• _RECORDS FOR THE TASK_
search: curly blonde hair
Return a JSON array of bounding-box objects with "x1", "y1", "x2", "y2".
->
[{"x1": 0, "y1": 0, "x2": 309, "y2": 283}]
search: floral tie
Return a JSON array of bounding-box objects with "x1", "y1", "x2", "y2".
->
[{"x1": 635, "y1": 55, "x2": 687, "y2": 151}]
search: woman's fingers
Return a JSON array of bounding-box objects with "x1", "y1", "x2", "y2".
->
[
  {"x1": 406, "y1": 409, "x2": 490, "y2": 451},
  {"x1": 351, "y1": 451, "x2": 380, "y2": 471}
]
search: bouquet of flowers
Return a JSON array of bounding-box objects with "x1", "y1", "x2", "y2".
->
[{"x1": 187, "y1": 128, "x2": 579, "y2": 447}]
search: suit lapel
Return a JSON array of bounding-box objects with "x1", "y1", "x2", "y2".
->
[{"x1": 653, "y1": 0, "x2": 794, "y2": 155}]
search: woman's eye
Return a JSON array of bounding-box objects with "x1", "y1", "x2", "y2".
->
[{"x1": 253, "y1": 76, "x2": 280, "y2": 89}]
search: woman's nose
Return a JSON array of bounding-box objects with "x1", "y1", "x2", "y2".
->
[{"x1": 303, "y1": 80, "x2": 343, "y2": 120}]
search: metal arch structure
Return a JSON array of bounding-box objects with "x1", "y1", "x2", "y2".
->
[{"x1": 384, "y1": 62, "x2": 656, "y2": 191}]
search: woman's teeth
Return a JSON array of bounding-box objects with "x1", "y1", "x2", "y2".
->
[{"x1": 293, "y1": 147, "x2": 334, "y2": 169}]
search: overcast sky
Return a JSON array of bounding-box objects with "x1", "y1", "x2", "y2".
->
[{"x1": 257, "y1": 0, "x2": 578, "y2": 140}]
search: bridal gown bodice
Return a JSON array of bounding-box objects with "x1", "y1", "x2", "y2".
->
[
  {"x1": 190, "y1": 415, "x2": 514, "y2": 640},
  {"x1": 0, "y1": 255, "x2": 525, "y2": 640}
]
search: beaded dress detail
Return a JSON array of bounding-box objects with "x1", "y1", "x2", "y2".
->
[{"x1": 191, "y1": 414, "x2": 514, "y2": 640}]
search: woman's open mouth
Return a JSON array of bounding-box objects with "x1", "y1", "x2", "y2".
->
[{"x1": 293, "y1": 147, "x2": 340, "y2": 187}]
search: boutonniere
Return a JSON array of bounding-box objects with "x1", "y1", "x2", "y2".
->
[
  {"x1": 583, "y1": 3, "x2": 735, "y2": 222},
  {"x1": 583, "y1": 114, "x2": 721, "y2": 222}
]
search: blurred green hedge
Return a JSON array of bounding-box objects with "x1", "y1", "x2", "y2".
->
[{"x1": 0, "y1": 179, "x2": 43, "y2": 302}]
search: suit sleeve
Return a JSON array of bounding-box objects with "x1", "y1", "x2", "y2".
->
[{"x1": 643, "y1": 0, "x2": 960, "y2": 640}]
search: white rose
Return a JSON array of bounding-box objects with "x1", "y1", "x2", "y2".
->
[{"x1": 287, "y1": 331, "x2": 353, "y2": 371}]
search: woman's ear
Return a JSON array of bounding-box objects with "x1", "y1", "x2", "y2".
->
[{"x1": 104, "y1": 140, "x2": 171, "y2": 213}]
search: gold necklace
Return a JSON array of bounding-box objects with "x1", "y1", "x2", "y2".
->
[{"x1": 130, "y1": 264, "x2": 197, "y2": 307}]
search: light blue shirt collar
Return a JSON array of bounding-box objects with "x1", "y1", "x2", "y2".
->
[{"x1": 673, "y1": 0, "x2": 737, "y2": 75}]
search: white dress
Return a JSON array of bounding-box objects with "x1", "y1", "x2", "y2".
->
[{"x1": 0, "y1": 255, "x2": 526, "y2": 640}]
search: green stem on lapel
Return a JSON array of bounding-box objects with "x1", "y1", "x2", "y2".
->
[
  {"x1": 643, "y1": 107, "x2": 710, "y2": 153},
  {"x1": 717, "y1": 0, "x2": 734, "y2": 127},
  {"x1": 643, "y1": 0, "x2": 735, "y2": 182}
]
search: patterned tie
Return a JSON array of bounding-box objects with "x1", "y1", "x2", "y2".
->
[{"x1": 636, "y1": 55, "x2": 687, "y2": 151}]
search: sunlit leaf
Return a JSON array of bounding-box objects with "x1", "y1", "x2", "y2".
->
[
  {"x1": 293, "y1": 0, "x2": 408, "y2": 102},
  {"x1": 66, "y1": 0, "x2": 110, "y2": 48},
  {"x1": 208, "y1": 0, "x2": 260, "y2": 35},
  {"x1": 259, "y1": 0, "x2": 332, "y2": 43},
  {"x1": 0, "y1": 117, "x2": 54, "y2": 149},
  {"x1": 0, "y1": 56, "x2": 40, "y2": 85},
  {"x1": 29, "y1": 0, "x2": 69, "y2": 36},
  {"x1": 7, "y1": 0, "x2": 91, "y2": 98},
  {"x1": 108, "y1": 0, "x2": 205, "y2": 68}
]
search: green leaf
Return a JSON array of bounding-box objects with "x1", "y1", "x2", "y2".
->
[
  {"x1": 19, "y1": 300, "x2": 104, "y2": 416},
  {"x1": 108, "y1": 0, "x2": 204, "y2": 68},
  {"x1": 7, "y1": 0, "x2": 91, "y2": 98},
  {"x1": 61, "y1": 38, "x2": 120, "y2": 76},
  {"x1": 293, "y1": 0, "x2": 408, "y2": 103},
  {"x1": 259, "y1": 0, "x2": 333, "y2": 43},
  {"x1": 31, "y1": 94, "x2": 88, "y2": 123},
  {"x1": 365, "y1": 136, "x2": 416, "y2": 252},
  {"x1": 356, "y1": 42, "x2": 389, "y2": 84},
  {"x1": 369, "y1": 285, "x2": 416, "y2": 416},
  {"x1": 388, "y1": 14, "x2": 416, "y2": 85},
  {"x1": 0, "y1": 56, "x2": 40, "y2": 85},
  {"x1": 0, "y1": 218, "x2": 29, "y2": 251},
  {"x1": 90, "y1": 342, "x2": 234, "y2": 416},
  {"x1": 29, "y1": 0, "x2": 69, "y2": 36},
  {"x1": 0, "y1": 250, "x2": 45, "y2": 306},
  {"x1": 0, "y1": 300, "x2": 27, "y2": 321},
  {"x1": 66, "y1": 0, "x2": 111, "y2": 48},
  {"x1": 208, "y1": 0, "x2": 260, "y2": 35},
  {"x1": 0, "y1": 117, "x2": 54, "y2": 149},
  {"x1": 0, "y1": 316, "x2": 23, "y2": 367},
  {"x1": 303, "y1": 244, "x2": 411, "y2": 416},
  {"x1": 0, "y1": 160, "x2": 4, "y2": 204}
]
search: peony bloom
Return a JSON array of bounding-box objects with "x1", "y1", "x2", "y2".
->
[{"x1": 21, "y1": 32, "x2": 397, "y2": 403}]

• _STATED GOAL_
How many lines of the records contain the word "green"? Reply with the number alone.

• _ANSWER TO THE PROBLEM_
3